• _What you are asked to do_
Everything in the records should be repeated exactly, down to the last character.

• _Data in this exercise_
------

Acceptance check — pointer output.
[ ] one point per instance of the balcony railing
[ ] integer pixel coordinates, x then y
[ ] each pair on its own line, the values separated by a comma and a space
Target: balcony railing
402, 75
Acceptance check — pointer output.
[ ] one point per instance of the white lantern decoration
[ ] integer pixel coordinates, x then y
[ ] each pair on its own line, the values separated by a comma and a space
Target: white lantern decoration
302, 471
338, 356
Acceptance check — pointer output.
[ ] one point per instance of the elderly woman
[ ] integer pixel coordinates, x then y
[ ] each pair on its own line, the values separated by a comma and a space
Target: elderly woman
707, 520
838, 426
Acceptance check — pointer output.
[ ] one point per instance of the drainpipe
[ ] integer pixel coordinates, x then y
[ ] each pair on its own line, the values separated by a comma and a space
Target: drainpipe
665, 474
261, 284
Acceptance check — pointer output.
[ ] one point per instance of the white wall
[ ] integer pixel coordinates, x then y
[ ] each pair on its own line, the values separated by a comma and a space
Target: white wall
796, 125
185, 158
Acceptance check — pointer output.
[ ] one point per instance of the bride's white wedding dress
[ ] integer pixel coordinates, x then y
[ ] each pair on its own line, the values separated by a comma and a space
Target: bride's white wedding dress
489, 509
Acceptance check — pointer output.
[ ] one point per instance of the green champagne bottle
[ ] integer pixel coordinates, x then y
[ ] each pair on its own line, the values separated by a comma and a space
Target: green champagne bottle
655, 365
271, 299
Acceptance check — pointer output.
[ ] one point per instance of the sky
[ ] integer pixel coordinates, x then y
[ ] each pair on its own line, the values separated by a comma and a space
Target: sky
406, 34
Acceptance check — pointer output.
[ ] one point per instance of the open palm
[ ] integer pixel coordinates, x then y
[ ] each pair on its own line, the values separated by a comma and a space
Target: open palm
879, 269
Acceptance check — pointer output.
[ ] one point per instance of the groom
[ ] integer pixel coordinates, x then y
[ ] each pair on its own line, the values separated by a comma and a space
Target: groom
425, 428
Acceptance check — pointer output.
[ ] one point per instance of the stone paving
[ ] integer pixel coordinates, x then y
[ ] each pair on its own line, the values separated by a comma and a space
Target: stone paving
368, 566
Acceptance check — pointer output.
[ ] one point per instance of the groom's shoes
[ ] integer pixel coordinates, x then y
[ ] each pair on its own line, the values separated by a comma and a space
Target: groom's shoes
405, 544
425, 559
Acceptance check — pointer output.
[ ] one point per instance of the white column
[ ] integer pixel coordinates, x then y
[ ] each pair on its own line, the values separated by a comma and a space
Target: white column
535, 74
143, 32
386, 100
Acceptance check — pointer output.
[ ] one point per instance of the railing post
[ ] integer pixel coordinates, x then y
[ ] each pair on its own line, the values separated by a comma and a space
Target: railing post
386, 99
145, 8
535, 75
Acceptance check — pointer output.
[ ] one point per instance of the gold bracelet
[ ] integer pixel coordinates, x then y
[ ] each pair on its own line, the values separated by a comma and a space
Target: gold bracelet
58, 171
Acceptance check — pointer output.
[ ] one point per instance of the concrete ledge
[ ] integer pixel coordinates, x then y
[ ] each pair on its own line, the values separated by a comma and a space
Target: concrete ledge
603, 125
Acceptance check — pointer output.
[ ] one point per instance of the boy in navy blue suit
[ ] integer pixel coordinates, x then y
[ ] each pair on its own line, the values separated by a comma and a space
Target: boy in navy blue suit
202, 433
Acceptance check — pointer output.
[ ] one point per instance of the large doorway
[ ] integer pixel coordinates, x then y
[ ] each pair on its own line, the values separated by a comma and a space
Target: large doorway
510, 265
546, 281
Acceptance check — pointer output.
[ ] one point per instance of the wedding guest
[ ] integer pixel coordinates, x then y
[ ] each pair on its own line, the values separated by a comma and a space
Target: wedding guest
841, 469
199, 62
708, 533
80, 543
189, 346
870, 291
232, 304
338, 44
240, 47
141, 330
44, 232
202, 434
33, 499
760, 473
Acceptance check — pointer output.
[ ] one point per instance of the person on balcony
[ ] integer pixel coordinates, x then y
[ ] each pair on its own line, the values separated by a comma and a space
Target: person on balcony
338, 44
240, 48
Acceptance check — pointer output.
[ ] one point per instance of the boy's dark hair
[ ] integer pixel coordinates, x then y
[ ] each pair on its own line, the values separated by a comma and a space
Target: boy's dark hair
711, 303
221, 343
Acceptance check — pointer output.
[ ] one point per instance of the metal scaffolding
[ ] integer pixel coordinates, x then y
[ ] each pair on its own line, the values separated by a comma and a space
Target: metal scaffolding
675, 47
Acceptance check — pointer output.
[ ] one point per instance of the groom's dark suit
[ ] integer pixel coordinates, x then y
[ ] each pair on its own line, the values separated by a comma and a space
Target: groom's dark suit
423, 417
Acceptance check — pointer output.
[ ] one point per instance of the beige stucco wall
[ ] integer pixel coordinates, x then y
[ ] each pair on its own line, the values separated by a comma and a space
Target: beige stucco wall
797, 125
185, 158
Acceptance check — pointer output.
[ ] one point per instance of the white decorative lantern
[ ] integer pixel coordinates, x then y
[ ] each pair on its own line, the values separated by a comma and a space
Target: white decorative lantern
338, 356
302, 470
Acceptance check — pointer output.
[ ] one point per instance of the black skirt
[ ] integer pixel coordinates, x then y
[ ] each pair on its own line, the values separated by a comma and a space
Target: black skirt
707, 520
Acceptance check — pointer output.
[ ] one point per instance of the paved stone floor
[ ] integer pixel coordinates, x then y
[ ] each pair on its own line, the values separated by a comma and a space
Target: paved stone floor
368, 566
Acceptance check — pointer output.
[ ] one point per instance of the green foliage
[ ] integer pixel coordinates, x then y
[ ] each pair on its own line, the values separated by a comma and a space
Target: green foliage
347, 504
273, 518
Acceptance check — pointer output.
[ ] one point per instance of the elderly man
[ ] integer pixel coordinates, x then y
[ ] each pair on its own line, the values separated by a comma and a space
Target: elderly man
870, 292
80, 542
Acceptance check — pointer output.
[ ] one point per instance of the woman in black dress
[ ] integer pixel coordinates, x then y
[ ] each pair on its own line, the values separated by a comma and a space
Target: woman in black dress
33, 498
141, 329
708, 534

------

• _Result for this task_
Acceptance check — pointer output.
[ ] one point per instance of the balcony railing
[ ] integer pixel coordinates, x then y
[ ] each pair on its own line, the values separated by a comma and a space
Target: balcony railing
402, 75
Acceptance check — pointer output.
[ ] one point per instance of the white lantern decoration
[ ] integer pixel coordinates, x then y
[ ] each pair on its own line, the values separated by a comma and a space
Target: white lantern decoration
302, 471
338, 356
Acceptance check — pointer output.
[ ] one point per instance of the elderly woman
[ ] integer pixel coordinates, x then y
[ ] each pair on its own line, the values separated by a comma and a space
Target: elderly woman
707, 520
838, 426
Acceptance check — pointer output.
[ ] one point per instance of the drainpipe
[ ] integer pixel coordinates, x then y
[ ] each pair on its own line, the values separated by a comma and a space
Target: drainpipe
665, 474
261, 284
Acceptance check — pointer output.
[ ] one point per instance of the white wall
[ ] integer pixel coordinates, x then y
[ ] each pair on its own line, the values separated by a comma and a space
Target: white wall
796, 125
185, 158
Acceptance check — pointer output.
[ ] one point per instance of the bride's white wedding dress
[ ] integer pixel coordinates, x then y
[ ] each pair on its own line, the values separated by a comma and a space
Target: bride's white wedding dress
489, 509
Acceptance check — pointer output.
[ ] one point per instance of the green champagne bottle
[ ] integer pixel coordinates, x then y
[ ] each pair on its own line, the values separated by a comma and a space
Target: green champagne bottle
655, 365
271, 299
Acceptance check — pointer output.
[ ] one point per instance of the sky
[ ] integer pixel coordinates, x then y
[ ] each pair on its own line, the values separated by a comma and a space
Target: sky
406, 34
Acceptance check — pointer output.
[ ] one point per instance of the open palm
[ ] integer pixel coordinates, x then y
[ ] each pair on its own line, the values separated by a comma and a space
Target: open palm
879, 269
Acceptance check — pointer output.
[ ] one point per instance of the groom
[ ] integer pixel coordinates, x then y
[ ] each pair on its own line, the values separated by a comma and a space
Target: groom
425, 428
Acceptance check — pointer output.
[ ] one point per instance of the stone paving
[ ] integer pixel coordinates, x then y
[ ] each pair on its own line, the values separated by a comma and a space
Target: stone paving
368, 566
Acceptance check — pointer output.
[ ] one point per instance of the groom's shoes
[ ] integer pixel coordinates, x then y
[ ] each pair on its own line, the values separated by a comma and a space
Target: groom's shoes
405, 544
425, 559
Acceptance check — pointer output.
[ ] one point per instance of the white column
[ ] integer pixel coordinates, x then y
[ ] each pair on its own line, the values separated by a comma and a space
Target: white column
535, 74
143, 32
386, 100
Acceptance check — pointer output.
[ ] one point per instance of the railing post
[ ] integer pixel coordinates, x then y
[ ] each pair on its own line, the values separated by a comma and a space
Target: railing post
386, 99
145, 8
535, 75
Acceptance check — pointer output.
[ ] one point per instance of the gold bracelet
[ ] integer pixel coordinates, x then y
[ ] each pair on its own line, the values separated by a comma and a space
Target: gold bracelet
58, 171
Acceptance check — pointer output.
[ ] one point per instance of the concrete ledge
[ ] integer pixel coordinates, x then y
[ ] each pair on its own line, the values separated by a comma and a space
Target: concrete ledge
603, 125
Acceptance check — pointer output.
[ ] one point per instance of the boy in navy blue suit
[ ] integer pixel coordinates, x then y
[ ] each pair on its own line, the values separated by a comma and a space
Target: boy in navy blue suit
202, 433
Acceptance check — pointer output.
[ ] one point per instance of the large doorway
[ ] integer pixel coordinates, x then y
[ ] each pair on its own line, the values separated by a comma and a space
Target: large doorway
510, 265
546, 281
Acceptance check — pointer output.
[ ] one point per instance of the wedding guest
[ ] integer pixel coordinates, x then y
[ ] each pair on its own line, the values separated by a comma and a space
Target: wedding guest
841, 469
199, 62
708, 533
80, 543
189, 346
870, 291
232, 304
338, 44
240, 47
141, 330
44, 232
202, 434
33, 499
760, 473
Acceptance check — pointer output.
[ ] one point per instance of the person on balcony
[ ] integer pixel coordinates, x then y
[ ] each pair on its own line, the values separated by a comma and a space
Target: person on balcony
338, 44
240, 48
Acceptance check — pointer output.
[ ] one point per instance of the boy's dark hair
[ ] integer pixel coordinates, x then y
[ ] each pair on its own line, the values separated by a comma and a space
Target: boy's dark hair
711, 303
221, 343
Acceptance check — pointer output.
[ ] one point per instance of the metal scaffolding
[ ] integer pixel coordinates, x then y
[ ] each pair on its own line, the values separated by a comma and a space
Target: metal scaffolding
675, 47
Acceptance check — pointer output.
[ ] one point per instance of the groom's dark suit
[ ] integer pixel coordinates, x then y
[ ] each pair on its own line, the values separated by a comma and a space
Target: groom's dark suit
423, 417
Acceptance check — pointer output.
[ ] one point per instance of the beige stucco wall
[ ] integer pixel coordinates, x then y
[ ] each pair on its own line, the values separated by a comma and a space
Target: beige stucco wall
797, 125
185, 158
Acceptance check — pointer output.
[ ] one point per instance of the white decorative lantern
[ ] integer pixel coordinates, x then y
[ ] each pair on its own line, the values separated by a comma and a space
Target: white decorative lantern
338, 356
302, 470
Acceptance check — pointer output.
[ ] one point per instance of the black skirt
[ ] integer pixel coordinates, x then y
[ ] each pair on its own line, the values separated by a comma and a space
Target: black skirt
707, 520
Acceptance check — pointer output.
[ ] one point per instance of the paved stone floor
[ ] integer pixel coordinates, x then y
[ ] each pair on its own line, the values separated by a comma and a space
Target: paved stone floor
368, 566
Acceptance check — pointer output.
[ ] one point per instance of the green foliage
[ ] integer pixel coordinates, x then y
[ ] each pair on its own line, the values separated by a comma and a space
Target: green foliage
347, 504
273, 518
Acceptance check — pointer output.
[ ] one point per instance of the elderly man
[ ] integer pixel coordinates, x then y
[ ] each pair on its own line, the values separated by a comma and a space
Target: elderly man
870, 292
80, 542
Acceptance check — pointer output.
[ ] one point per instance of the woman in black dress
[ ] integer pixel coordinates, x then y
[ ] each pair on its own line, the values separated by a comma and a space
Target: woman in black dress
33, 498
141, 329
708, 534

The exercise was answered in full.